> _Records from a data collection_:
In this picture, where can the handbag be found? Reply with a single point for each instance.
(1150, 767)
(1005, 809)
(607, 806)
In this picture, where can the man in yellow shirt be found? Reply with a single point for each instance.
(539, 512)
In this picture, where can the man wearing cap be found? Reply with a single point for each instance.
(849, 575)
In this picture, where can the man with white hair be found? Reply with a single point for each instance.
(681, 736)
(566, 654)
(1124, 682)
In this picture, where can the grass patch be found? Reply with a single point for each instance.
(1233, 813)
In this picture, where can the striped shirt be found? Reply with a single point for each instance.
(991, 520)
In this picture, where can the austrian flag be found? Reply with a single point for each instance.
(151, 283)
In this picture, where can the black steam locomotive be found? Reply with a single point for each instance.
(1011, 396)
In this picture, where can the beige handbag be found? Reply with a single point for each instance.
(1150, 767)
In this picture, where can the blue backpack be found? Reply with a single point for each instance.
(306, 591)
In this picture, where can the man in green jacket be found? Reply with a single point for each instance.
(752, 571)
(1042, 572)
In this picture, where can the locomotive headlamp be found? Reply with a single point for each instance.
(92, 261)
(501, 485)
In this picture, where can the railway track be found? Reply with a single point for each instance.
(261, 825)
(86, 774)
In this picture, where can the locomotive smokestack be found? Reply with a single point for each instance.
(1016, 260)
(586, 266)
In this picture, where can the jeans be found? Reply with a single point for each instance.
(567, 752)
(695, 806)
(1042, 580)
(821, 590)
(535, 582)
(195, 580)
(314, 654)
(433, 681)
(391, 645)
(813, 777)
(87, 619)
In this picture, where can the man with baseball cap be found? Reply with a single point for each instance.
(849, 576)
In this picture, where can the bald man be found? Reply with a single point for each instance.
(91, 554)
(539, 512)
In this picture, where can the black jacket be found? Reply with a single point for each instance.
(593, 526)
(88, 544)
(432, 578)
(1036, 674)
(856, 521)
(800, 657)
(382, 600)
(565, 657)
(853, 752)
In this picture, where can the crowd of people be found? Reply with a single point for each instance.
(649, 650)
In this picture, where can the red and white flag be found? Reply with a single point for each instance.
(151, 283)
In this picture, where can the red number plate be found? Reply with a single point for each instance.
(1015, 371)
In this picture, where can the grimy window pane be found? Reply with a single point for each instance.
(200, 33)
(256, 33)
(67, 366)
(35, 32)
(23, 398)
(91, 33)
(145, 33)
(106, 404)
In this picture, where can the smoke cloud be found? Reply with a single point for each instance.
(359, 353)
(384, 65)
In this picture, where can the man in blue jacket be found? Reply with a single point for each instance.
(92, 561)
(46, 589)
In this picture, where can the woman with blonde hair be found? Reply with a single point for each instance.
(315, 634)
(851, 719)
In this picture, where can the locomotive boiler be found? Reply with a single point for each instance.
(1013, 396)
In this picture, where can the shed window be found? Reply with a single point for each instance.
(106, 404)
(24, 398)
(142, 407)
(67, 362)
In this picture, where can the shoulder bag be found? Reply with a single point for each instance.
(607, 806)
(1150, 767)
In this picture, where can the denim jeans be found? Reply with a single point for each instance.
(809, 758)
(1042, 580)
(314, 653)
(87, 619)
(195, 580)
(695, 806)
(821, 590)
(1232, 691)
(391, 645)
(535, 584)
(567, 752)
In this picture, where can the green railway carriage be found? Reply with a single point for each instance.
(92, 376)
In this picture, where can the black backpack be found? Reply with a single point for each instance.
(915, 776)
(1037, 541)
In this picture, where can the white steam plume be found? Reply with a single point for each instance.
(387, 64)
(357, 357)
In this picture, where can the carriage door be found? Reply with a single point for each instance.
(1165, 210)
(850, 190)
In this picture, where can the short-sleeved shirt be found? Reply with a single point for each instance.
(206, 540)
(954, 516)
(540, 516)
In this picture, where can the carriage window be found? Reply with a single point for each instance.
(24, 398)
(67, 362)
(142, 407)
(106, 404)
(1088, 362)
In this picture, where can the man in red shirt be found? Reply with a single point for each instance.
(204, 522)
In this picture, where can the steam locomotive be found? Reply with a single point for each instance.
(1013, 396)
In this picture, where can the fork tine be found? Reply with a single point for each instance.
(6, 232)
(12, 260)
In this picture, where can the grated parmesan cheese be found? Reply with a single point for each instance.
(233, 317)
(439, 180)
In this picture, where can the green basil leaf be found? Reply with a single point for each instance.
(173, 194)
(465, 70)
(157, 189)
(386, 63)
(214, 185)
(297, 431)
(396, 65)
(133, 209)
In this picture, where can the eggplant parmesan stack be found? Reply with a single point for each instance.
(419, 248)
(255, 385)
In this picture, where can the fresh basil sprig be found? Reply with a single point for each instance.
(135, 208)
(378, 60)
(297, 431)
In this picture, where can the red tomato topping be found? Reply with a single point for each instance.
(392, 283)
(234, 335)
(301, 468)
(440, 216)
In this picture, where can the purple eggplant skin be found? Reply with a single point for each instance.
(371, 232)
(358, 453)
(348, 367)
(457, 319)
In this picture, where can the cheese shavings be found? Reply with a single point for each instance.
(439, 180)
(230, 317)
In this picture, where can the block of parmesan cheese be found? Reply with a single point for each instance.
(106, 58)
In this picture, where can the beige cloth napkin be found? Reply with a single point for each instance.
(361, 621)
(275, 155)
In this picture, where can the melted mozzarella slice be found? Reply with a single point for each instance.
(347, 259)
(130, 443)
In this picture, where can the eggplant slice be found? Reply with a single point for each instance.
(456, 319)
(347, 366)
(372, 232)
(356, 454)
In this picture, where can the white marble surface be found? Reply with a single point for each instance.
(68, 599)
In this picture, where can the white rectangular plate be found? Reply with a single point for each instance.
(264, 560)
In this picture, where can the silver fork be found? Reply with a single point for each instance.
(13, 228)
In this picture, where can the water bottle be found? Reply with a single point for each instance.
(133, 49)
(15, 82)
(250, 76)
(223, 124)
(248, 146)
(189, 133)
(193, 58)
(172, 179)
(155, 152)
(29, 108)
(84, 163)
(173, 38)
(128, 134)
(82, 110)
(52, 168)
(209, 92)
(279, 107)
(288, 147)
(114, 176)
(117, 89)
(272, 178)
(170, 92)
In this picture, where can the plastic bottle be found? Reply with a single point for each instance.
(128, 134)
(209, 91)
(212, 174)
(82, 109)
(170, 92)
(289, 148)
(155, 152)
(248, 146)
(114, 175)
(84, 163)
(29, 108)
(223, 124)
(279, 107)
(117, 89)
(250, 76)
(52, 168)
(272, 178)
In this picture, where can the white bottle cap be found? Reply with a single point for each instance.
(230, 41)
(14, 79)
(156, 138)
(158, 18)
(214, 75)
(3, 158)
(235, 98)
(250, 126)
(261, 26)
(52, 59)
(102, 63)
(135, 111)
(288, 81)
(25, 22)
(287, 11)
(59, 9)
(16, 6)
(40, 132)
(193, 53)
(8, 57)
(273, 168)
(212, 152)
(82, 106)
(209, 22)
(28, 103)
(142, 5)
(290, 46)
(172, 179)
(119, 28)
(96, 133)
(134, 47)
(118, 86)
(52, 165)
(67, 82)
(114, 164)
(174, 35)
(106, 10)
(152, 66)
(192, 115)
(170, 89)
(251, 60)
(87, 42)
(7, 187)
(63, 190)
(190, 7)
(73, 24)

> _EXERCISE AIM_: Your job here is to copy the entries above exactly.

> _REPLY TO THE EXERCISE_:
In this picture, where can the handbag be found? Reply with a single point for each instance.
(1150, 767)
(1005, 809)
(607, 806)
In this picture, where can the man in yellow shirt be found? Reply with a single point for each instance.
(539, 512)
In this picture, where can the man wearing cap be found? Reply with a single point for each instance.
(849, 575)
In this picture, where can the man with white hair be found? Reply with a single point for each instance.
(681, 736)
(566, 654)
(1124, 682)
In this picture, where can the grass patch be found? Reply with a single point for each instance.
(1233, 813)
In this picture, where can the striped shirt be found? Reply with a single point for each instance.
(991, 520)
In this picture, where can the austrian flag be found? Reply with a single point for each instance.
(151, 283)
In this picture, where can the black steam locomotive be found? Reply with a single point for each instance.
(1011, 396)
In this picture, where can the beige handbag be found? Reply with a single point for each instance.
(1150, 767)
In this picture, where can the blue backpack be found? Reply with a single point for each instance.
(306, 591)
In this picture, where can the man in green jacket be found? Reply with a single point for each instance.
(752, 571)
(1042, 572)
In this picture, where can the locomotive headlamp be found? Reply with a single point for each instance.
(92, 261)
(501, 485)
In this picture, where can the railway track be found? Reply with a single point for each instance.
(261, 825)
(86, 774)
In this picture, where can the locomotive smokestack be found? Reply with a single point for each instance.
(1016, 260)
(586, 266)
In this picture, where can the jeans be found? Reply with a single point for each instance.
(567, 752)
(695, 806)
(1042, 580)
(821, 590)
(535, 582)
(195, 580)
(314, 654)
(433, 681)
(391, 645)
(813, 777)
(87, 619)
In this picture, where can the man with baseball cap be found? Reply with a single point for each instance.
(849, 576)
In this picture, where can the bald man be found? Reply with a single point for each instance.
(91, 554)
(539, 512)
In this picture, where can the black jacket be found? Reply with a single point for each instance.
(593, 526)
(88, 544)
(432, 578)
(1036, 674)
(856, 521)
(800, 657)
(382, 600)
(565, 657)
(853, 752)
In this picture, where can the crowd of people be found? Reply with a single point for each instance.
(649, 650)
In this picture, where can the red and white flag be found? Reply with a single point for each instance.
(151, 283)
In this picture, where can the red number plate be found? Reply with a single point for each instance.
(1015, 371)
In this picture, where can the grimy window pane be found? Reply with a single point for each instance.
(200, 33)
(256, 33)
(67, 366)
(35, 32)
(23, 398)
(91, 33)
(145, 33)
(106, 404)
In this picture, where can the smoke cloud be found? Reply with a single point for each instance.
(359, 353)
(384, 65)
In this picture, where can the man in blue jacket be found? Reply with a single point for each instance.
(92, 561)
(46, 589)
In this picture, where can the woman with blonde hair be found? Reply with a single point for each instance.
(315, 634)
(851, 719)
In this picture, where can the locomotive boiler be found? Reply with a single point for each instance.
(1013, 396)
In this picture, where can the shed window be found? Reply with a single point for each instance.
(106, 404)
(24, 398)
(142, 407)
(67, 362)
In this picture, where can the shoulder bag be found? Reply with a single point for each instance.
(607, 806)
(1150, 767)
In this picture, where can the denim jeans be found? Reply with a single point for each instance.
(809, 758)
(1042, 580)
(314, 653)
(87, 619)
(195, 580)
(695, 806)
(821, 590)
(1232, 691)
(391, 645)
(535, 584)
(567, 752)
In this picture, where can the green railway carriage be found? Reply with a single point for each instance.
(92, 376)
In this picture, where can the black backpack be found? Reply with a single point for each instance.
(915, 776)
(1037, 541)
In this picture, where can the white steam plume be found? Reply with a single point for each instance.
(387, 64)
(357, 357)
In this picture, where can the carriage door be found? Reply with a single point for each instance.
(1165, 210)
(850, 190)
In this picture, where can the short-sleeved shirt be found? Reply with a single point for each instance.
(206, 540)
(954, 516)
(540, 516)
In this picture, where can the carriage window be found? Reply with a single point for each instance.
(24, 398)
(67, 362)
(142, 407)
(106, 404)
(1088, 362)
In this picture, where can the man in red shirt be found? Reply with a single point for each instance.
(204, 522)
In this picture, where can the steam locomotive be found? Reply with a single point for each instance.
(1013, 396)
In this picture, where can the fork tine be found? Reply with a single point for each instance.
(6, 232)
(12, 260)
In this picture, where can the grated parmesan cheese be found? Reply with a single point for each instance.
(233, 317)
(439, 180)
In this picture, where can the green basil leaf be found? Reply with a single point for each instance.
(173, 194)
(465, 70)
(157, 189)
(386, 63)
(214, 185)
(297, 431)
(396, 65)
(133, 209)
In this picture, where can the eggplant parmesan stack be found? Reply with a single point for each instance.
(419, 248)
(255, 385)
In this picture, where can the fresh basil sprig be found? Reply with a single point for each instance.
(135, 208)
(378, 60)
(297, 431)
In this picture, where can the red tomato topping be found? Reply with a single point for each instance.
(392, 283)
(234, 335)
(301, 468)
(440, 216)
In this picture, where can the purple eggplant skin be found? Reply with a single point for each instance.
(371, 232)
(358, 453)
(348, 367)
(457, 319)
In this picture, where can the cheese shavings be found? Reply with a single point for each instance.
(439, 180)
(230, 317)
In this picture, where can the block of parmesan cheese be found? Reply with a single point for each instance.
(106, 58)
In this picture, where can the beige cloth napkin be found? Reply with a single point for each instance.
(361, 621)
(275, 155)
In this picture, where can the melted mozzarella slice be found? Reply with a single point for each instance.
(347, 259)
(130, 443)
In this picture, where can the eggplant slice be found? Reply with a single point for each instance.
(456, 319)
(347, 366)
(372, 232)
(356, 454)
In this picture, where can the white marble surface be found? Reply with a single point for each instance.
(68, 599)
In this picture, where can the white rectangular plate be found? Reply with a single point for each instance.
(264, 560)
In this picture, where can the silver fork be found? Reply with a single point for each instance.
(13, 228)
In this picture, where can the water bottle be found? Reply with a single point for each instance.
(133, 49)
(15, 82)
(250, 76)
(223, 124)
(248, 146)
(189, 133)
(193, 58)
(172, 179)
(155, 152)
(29, 108)
(84, 163)
(173, 38)
(128, 134)
(82, 110)
(52, 168)
(209, 92)
(279, 107)
(288, 147)
(114, 176)
(117, 89)
(272, 178)
(170, 92)
In this picture, where can the plastic bottle be found? Reply with a single point for each instance.
(128, 134)
(209, 91)
(212, 174)
(82, 109)
(170, 92)
(289, 148)
(155, 152)
(248, 146)
(114, 175)
(84, 163)
(29, 108)
(223, 124)
(279, 107)
(117, 89)
(250, 76)
(52, 168)
(272, 178)
In this picture, where can the white bottle cap be found? Reply with a single point for each instance.
(230, 41)
(14, 79)
(156, 138)
(158, 18)
(214, 75)
(3, 158)
(235, 98)
(250, 126)
(261, 26)
(52, 59)
(102, 63)
(135, 111)
(288, 81)
(25, 22)
(287, 11)
(59, 9)
(16, 6)
(40, 132)
(193, 53)
(8, 57)
(273, 168)
(212, 152)
(82, 106)
(209, 22)
(28, 103)
(142, 5)
(290, 46)
(172, 179)
(119, 28)
(96, 133)
(134, 47)
(118, 86)
(52, 165)
(67, 82)
(114, 164)
(174, 35)
(106, 10)
(152, 66)
(192, 115)
(170, 89)
(251, 60)
(87, 42)
(7, 187)
(63, 190)
(190, 7)
(73, 24)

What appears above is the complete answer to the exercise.